Items from a dataset:
= = = = = = =

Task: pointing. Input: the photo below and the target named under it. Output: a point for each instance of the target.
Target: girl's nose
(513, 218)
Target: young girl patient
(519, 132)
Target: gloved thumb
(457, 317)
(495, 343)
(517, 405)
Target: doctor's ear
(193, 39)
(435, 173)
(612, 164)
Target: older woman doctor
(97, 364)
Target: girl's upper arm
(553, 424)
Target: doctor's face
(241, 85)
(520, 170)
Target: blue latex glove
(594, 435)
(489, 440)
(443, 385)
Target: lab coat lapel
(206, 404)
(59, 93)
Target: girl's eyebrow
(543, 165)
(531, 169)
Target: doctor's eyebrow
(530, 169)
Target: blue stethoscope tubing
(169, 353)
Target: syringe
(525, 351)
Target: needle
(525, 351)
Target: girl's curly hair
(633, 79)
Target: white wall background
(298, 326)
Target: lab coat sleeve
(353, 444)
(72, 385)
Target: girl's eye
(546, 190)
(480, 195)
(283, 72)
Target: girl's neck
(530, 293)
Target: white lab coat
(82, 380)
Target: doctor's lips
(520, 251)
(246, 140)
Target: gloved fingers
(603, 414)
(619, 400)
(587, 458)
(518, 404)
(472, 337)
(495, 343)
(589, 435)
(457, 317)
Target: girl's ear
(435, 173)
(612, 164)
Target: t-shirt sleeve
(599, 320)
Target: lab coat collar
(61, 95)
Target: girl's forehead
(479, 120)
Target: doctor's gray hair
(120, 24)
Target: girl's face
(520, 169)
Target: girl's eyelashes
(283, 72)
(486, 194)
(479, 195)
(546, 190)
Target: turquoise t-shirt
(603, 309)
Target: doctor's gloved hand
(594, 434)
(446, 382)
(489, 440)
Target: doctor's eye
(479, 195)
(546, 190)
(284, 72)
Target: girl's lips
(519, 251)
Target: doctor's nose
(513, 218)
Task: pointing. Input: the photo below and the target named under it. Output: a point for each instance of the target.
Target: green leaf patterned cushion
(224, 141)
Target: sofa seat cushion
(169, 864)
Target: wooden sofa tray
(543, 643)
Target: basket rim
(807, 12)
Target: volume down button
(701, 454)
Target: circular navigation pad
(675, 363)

= = = = = = =

_WHAT NEEDS TO BE DONE_. Give back each line above exactly as written.

_WORKED SOLUTION_.
Task: pointing. Input: the photo below and the target named under it. Output: a point for each instance of the target.
Target: girl's nose
(513, 218)
Target: young girl patient
(519, 132)
Target: gloved thumb
(457, 317)
(495, 343)
(517, 405)
Target: doctor's ear
(193, 39)
(435, 173)
(612, 164)
Target: older woman doctor
(97, 364)
Target: girl's upper arm
(553, 424)
Target: doctor's face
(241, 85)
(520, 170)
Target: blue latex glove
(594, 435)
(489, 440)
(443, 385)
Target: lab coat lapel
(206, 404)
(59, 93)
Target: girl's eyebrow
(543, 165)
(531, 169)
Target: doctor's eyebrow
(530, 169)
Target: blue stethoscope tubing
(169, 353)
Target: syringe
(525, 351)
Target: needle
(525, 351)
Target: girl's curly hair
(633, 79)
Target: white wall background
(298, 326)
Target: lab coat sleeve
(353, 444)
(72, 385)
Target: girl's eye
(546, 190)
(480, 195)
(283, 72)
Target: girl's neck
(530, 293)
Target: white lab coat
(82, 380)
Target: doctor's lips
(520, 251)
(246, 140)
Target: gloved fingers
(603, 414)
(619, 400)
(587, 458)
(518, 404)
(472, 337)
(495, 343)
(589, 435)
(457, 317)
Target: girl's ear
(435, 173)
(612, 164)
Target: t-shirt sleeve
(599, 320)
Target: lab coat collar
(61, 95)
Target: girl's forehead
(479, 120)
Target: doctor's gray hair
(120, 24)
Target: girl's face
(520, 169)
Target: girl's eyelashes
(283, 72)
(486, 194)
(479, 195)
(546, 190)
Target: turquoise t-shirt
(603, 309)
Target: doctor's gloved hand
(594, 434)
(446, 382)
(489, 440)
Target: doctor's eye
(479, 195)
(546, 190)
(284, 72)
Target: girl's lips
(519, 251)
Target: doctor's nose
(513, 218)
Task: pointing. Input: the photo below and the target named under it. Output: a point for each instance of the target.
Target: green leaf patterned cushion
(224, 141)
Target: sofa seat cushion
(169, 864)
Target: wooden sofa tray
(543, 643)
Target: basket rim
(807, 12)
Target: volume down button
(701, 454)
Target: circular navigation pad
(675, 363)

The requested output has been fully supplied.